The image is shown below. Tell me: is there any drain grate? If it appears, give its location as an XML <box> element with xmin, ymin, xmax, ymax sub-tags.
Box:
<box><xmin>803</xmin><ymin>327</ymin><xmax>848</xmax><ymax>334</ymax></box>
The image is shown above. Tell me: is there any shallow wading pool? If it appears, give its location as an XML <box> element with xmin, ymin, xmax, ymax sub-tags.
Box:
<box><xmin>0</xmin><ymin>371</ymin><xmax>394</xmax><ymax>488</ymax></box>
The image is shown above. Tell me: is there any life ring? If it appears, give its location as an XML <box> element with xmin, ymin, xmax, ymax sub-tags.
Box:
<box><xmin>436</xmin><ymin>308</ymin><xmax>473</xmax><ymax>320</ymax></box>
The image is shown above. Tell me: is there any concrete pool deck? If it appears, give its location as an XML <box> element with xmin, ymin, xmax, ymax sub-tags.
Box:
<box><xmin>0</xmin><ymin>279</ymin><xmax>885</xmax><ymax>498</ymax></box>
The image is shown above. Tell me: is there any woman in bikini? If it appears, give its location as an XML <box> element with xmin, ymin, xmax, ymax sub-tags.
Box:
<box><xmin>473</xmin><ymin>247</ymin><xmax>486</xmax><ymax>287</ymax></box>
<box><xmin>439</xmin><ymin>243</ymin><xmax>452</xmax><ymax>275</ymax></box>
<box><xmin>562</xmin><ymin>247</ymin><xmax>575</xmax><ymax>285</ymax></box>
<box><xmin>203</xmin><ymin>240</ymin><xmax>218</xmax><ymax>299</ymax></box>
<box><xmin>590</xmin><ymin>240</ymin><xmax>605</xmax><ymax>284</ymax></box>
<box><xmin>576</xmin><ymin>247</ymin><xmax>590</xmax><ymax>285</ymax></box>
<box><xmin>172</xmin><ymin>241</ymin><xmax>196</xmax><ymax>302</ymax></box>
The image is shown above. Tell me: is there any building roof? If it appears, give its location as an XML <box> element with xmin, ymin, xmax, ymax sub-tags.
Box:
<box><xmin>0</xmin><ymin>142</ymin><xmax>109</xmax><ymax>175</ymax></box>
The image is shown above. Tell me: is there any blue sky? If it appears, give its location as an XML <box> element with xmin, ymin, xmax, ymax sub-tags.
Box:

→ **TASK PROMPT**:
Reproduce every line of the material above word for word, with nothing changed.

→ **REPLY**:
The image is shown below. Tell me: is there any drain grate? If it appears, give its location as an XML <box> element with xmin, ymin, xmax, ymax sub-tags.
Box:
<box><xmin>803</xmin><ymin>327</ymin><xmax>848</xmax><ymax>334</ymax></box>
The image is shown above. Tell me: is there any shallow wading pool? If it appears, give its location as an XML <box> element with xmin, ymin, xmax, ymax sub-tags.
Box:
<box><xmin>0</xmin><ymin>371</ymin><xmax>394</xmax><ymax>488</ymax></box>
The image is shown above. Tell me: is there any life ring? If it appears, give its location as an XML <box> element with xmin, ymin, xmax, ymax sub-tags.
Box:
<box><xmin>436</xmin><ymin>308</ymin><xmax>473</xmax><ymax>320</ymax></box>
The image is shown above. Tell me: is there any concrete pool deck? If it appears, give its location as an XML <box> element with xmin, ymin, xmax, ymax sub-tags.
Box:
<box><xmin>0</xmin><ymin>279</ymin><xmax>885</xmax><ymax>498</ymax></box>
The image is shown above. Tell me: is there any woman in bikini? If it appears, give its location as an XML <box> element with xmin, ymin, xmax, ymax sub-tags.
Box:
<box><xmin>473</xmin><ymin>247</ymin><xmax>486</xmax><ymax>287</ymax></box>
<box><xmin>439</xmin><ymin>243</ymin><xmax>452</xmax><ymax>275</ymax></box>
<box><xmin>562</xmin><ymin>247</ymin><xmax>575</xmax><ymax>285</ymax></box>
<box><xmin>203</xmin><ymin>240</ymin><xmax>218</xmax><ymax>299</ymax></box>
<box><xmin>590</xmin><ymin>240</ymin><xmax>605</xmax><ymax>284</ymax></box>
<box><xmin>576</xmin><ymin>247</ymin><xmax>590</xmax><ymax>285</ymax></box>
<box><xmin>172</xmin><ymin>241</ymin><xmax>196</xmax><ymax>302</ymax></box>
The image is shown above. Tell me: is there any building roof? If it appears, give its location as an XML <box> element with xmin, ymin, xmax, ymax sub-tags.
Box:
<box><xmin>0</xmin><ymin>142</ymin><xmax>109</xmax><ymax>175</ymax></box>
The image is shown above. Tell me: is there any blue sky? If it appears, give its location as an XML <box> element with xmin, ymin, xmax, ymax sub-tags.
Box:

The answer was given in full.